*Stored data:*
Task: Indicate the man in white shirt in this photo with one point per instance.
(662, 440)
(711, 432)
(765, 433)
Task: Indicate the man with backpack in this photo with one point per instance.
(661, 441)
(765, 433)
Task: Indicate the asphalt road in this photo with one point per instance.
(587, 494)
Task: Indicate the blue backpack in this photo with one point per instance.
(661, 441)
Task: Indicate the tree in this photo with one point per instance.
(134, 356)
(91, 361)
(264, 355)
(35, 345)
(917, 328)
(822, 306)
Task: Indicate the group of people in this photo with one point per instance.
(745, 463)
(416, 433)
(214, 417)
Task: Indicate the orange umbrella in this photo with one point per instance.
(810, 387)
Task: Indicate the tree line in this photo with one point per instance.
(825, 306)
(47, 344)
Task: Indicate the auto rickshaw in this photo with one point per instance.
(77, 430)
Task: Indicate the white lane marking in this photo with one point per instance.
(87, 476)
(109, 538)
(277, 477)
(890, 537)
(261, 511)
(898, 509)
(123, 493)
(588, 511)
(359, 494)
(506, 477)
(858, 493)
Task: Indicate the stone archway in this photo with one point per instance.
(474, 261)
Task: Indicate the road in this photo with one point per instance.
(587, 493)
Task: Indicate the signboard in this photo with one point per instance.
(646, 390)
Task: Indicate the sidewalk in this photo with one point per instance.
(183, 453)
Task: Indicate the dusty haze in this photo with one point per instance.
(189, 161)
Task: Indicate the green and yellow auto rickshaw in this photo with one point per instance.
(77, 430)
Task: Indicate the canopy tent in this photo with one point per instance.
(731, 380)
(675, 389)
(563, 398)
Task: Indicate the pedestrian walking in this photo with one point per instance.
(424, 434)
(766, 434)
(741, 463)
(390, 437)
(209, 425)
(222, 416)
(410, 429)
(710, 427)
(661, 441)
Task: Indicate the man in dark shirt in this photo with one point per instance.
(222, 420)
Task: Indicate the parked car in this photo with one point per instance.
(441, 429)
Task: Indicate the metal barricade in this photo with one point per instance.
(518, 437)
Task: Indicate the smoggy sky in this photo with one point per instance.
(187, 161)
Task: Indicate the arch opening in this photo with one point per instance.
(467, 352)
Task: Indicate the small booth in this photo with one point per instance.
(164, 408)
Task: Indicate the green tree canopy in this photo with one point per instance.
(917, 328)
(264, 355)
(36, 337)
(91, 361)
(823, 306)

*Description of the task:* Repeat the line containing "Task: Indicate the arch" and all subsequent lines through the final line of the data, exactly and with no others.

*Problem solution:*
Task: Indicate the arch opening in this photo with one point per instance.
(467, 352)
Task: Indicate the small booth in this photo with one point per instance.
(164, 408)
Task: Indicate the green tree canopy in this photo with one point per instance.
(917, 328)
(264, 355)
(36, 337)
(91, 361)
(823, 306)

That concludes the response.